(TASK BRIEF) Which lines in the rows below contain the word "tree"? Locate each one and copy it in full.

===== DATA IN THIS EXERCISE =====

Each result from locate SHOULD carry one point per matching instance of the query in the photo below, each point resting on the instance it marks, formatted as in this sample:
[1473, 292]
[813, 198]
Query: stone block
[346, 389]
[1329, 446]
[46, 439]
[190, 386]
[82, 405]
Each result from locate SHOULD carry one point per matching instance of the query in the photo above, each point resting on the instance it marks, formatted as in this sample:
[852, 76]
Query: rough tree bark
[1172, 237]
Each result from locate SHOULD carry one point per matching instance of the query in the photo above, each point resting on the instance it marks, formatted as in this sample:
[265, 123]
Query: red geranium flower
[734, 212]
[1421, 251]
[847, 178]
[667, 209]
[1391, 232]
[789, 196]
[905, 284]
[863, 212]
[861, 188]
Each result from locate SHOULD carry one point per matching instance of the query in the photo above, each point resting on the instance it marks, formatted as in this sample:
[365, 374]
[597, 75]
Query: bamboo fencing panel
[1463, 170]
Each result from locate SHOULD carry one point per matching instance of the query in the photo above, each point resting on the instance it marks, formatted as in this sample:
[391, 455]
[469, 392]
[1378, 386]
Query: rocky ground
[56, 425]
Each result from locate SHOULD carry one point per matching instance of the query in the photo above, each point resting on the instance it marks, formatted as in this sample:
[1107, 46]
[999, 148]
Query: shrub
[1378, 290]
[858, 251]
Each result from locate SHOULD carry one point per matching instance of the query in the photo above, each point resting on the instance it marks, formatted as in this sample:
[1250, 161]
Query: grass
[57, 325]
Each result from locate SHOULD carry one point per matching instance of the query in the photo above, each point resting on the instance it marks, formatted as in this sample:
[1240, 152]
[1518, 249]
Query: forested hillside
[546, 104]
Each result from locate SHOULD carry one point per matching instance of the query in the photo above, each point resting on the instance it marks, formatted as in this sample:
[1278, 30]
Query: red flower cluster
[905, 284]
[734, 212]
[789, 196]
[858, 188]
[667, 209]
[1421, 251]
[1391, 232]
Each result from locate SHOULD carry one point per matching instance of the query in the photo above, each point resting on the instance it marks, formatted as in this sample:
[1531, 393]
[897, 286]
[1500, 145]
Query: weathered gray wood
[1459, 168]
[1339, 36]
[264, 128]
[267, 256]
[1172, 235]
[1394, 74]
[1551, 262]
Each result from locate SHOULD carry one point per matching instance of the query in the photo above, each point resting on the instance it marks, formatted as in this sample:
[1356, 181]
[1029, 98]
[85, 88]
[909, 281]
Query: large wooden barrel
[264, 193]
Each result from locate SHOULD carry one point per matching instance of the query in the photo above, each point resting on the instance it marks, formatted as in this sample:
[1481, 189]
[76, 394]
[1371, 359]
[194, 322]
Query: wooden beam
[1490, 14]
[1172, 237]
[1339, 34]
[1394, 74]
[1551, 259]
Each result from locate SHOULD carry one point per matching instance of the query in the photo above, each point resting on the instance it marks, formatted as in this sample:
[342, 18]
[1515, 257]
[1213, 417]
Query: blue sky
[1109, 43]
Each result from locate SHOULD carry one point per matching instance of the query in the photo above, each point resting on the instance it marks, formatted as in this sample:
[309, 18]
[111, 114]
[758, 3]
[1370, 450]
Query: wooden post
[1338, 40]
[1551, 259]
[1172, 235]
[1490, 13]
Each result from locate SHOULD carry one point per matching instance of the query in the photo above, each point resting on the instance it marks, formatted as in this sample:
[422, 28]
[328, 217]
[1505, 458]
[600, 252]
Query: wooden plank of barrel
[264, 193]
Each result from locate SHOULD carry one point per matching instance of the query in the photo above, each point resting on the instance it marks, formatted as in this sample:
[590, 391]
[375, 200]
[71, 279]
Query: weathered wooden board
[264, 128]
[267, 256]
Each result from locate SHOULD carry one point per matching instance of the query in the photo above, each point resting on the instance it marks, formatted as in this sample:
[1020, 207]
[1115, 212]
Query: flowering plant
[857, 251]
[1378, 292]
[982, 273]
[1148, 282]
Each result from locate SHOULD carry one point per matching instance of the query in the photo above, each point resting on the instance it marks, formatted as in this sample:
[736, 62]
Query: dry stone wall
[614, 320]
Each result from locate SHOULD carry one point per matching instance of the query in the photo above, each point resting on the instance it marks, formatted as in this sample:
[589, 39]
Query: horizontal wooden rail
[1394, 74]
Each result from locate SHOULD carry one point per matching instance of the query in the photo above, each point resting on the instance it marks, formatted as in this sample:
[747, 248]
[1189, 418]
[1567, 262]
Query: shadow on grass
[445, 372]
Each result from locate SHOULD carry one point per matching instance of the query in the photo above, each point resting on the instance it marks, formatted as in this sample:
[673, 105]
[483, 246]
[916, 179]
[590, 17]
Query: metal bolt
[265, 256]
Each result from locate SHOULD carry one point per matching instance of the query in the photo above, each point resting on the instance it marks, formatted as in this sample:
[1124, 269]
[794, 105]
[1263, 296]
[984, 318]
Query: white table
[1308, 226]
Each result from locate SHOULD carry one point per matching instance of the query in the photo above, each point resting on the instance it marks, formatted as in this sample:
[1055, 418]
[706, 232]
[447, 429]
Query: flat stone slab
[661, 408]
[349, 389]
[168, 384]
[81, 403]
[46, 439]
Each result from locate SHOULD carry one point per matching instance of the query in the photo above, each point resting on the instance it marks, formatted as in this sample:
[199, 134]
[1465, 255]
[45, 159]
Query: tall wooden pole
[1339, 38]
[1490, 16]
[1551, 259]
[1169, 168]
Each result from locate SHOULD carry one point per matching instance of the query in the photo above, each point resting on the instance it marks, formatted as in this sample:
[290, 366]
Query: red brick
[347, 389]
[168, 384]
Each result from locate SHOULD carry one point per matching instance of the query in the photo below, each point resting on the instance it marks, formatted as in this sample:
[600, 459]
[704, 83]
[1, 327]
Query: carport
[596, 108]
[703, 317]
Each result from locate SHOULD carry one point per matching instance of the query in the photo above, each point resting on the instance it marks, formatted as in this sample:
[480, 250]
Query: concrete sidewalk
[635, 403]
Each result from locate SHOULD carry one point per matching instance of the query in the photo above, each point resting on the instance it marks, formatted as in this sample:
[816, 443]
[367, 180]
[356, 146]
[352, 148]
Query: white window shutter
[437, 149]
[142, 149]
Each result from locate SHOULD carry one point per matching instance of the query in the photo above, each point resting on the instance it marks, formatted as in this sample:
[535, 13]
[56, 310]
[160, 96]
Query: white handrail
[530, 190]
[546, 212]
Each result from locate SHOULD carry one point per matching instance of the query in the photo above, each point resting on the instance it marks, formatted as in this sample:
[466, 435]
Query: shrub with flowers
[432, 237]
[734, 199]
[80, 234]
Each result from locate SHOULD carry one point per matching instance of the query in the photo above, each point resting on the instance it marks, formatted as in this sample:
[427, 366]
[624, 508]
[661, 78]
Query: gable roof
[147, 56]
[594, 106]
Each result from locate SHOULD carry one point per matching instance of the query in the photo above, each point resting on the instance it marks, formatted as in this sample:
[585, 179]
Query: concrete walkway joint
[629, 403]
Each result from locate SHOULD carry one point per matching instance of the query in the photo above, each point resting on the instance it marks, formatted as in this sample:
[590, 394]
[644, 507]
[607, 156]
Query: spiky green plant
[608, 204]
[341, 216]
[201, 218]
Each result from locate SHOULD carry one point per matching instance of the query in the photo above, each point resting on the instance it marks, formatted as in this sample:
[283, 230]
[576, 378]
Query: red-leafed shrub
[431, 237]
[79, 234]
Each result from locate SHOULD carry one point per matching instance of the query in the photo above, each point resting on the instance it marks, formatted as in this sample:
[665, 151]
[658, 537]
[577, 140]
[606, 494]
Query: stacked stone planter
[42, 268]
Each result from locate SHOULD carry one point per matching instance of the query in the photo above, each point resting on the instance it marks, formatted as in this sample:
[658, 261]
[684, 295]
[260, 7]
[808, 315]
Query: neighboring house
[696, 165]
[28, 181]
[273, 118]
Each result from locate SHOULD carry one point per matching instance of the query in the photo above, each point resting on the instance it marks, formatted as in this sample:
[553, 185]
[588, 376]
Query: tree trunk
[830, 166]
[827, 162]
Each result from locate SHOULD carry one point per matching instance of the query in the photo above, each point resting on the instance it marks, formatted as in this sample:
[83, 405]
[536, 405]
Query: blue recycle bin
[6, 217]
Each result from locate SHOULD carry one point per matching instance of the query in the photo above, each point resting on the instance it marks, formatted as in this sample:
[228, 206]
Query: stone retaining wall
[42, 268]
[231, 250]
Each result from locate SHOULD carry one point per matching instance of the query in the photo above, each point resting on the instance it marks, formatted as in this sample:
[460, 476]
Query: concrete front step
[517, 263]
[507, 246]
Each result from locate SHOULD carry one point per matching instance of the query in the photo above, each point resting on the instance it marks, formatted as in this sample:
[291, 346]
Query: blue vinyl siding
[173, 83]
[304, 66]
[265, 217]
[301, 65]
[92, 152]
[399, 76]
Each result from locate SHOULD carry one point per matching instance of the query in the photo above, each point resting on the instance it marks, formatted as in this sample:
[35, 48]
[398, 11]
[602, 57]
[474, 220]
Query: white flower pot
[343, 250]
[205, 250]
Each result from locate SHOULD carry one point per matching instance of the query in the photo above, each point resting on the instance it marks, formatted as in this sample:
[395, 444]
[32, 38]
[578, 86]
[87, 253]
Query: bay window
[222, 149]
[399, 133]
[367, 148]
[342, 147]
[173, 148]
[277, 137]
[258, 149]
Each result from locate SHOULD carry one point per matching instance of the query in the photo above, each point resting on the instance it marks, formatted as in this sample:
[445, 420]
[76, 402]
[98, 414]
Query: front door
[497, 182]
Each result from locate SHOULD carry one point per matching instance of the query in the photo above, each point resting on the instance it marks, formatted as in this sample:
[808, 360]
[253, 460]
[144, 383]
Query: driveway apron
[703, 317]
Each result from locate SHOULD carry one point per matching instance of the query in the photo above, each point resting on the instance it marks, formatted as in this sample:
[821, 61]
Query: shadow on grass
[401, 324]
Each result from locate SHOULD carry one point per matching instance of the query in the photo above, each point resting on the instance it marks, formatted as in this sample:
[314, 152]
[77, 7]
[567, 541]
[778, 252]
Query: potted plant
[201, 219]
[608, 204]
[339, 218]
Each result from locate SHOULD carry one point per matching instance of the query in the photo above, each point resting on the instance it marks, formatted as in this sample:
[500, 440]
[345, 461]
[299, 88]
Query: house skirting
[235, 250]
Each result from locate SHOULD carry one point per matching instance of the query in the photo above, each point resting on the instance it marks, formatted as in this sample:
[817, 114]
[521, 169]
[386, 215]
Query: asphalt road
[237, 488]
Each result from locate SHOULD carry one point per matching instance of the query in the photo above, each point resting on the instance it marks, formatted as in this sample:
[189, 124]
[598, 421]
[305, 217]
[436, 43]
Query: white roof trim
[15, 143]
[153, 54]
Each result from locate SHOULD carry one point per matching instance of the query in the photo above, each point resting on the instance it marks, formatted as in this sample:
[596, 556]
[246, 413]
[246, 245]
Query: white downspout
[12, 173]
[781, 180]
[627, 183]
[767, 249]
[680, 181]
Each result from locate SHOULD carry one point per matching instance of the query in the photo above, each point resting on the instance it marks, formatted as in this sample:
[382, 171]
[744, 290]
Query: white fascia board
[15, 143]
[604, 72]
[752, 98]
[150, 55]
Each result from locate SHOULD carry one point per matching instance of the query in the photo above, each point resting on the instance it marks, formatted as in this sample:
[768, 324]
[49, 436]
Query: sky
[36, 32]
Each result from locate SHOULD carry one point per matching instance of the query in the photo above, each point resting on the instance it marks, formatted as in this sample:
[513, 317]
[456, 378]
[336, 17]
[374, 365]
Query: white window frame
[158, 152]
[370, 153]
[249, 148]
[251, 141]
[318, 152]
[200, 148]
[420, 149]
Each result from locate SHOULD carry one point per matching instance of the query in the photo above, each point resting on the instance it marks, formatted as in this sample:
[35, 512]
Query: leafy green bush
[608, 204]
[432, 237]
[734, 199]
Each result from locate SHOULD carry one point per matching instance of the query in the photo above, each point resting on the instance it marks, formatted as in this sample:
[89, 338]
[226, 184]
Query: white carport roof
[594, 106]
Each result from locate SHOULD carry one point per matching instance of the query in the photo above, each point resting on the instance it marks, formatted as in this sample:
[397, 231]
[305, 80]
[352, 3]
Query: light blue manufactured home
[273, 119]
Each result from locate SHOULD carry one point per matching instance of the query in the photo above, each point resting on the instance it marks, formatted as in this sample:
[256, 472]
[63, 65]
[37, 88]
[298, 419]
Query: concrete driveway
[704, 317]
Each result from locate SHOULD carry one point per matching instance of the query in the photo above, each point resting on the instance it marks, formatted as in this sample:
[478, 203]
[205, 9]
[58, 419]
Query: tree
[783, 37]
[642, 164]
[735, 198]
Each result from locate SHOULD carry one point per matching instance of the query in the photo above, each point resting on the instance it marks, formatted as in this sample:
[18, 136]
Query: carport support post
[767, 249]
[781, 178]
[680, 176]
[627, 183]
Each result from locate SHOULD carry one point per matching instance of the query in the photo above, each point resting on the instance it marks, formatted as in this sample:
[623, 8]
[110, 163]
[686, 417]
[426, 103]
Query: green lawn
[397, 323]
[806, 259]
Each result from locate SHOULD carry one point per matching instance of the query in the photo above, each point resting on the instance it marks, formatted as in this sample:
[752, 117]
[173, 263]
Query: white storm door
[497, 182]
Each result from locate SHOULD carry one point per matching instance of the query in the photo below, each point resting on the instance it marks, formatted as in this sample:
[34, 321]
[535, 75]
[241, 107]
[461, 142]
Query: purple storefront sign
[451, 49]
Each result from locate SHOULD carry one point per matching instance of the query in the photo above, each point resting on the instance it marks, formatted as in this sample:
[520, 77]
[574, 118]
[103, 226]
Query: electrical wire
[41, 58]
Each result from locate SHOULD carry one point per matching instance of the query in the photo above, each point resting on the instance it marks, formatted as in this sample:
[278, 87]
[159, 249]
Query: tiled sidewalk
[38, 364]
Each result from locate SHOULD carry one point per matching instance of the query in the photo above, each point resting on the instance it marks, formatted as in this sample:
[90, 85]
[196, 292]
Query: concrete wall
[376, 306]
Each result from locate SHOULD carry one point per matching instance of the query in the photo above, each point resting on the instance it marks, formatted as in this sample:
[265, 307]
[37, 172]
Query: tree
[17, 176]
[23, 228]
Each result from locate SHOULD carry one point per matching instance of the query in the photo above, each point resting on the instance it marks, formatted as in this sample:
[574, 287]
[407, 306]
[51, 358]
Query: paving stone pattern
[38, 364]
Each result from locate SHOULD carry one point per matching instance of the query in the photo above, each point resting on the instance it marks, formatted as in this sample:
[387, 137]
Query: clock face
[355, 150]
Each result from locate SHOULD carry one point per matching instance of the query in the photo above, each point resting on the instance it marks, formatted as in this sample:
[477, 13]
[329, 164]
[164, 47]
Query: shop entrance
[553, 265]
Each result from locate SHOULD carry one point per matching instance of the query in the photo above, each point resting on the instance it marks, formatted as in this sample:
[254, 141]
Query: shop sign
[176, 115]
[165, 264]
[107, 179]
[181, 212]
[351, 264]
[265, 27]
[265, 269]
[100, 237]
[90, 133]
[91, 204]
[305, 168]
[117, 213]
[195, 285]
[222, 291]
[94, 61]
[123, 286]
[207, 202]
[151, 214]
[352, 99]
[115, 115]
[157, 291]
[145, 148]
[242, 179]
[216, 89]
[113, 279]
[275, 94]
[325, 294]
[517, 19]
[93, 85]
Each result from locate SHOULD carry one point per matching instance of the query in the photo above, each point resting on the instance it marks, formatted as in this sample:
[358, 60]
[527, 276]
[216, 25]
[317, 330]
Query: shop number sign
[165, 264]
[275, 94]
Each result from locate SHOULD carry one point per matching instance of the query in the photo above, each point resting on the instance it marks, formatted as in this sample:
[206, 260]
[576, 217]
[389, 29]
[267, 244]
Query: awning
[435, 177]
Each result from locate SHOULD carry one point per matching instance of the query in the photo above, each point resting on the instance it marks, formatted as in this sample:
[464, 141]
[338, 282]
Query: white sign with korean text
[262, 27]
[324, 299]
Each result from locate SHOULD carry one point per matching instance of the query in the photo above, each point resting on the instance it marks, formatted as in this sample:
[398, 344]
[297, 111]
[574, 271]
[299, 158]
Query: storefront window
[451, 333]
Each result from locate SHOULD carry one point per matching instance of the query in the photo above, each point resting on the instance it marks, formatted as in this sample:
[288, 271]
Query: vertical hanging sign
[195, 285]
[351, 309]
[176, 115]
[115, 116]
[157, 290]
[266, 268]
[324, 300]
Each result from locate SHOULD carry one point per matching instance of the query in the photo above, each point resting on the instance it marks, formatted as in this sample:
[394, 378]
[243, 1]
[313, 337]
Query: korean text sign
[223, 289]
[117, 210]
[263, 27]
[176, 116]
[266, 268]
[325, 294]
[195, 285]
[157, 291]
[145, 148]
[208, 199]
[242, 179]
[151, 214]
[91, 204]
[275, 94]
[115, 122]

=====

(ANSWER FOR THE TASK)
Query: rough tree bark
Query: tree trunk
Query: tree
Query: tree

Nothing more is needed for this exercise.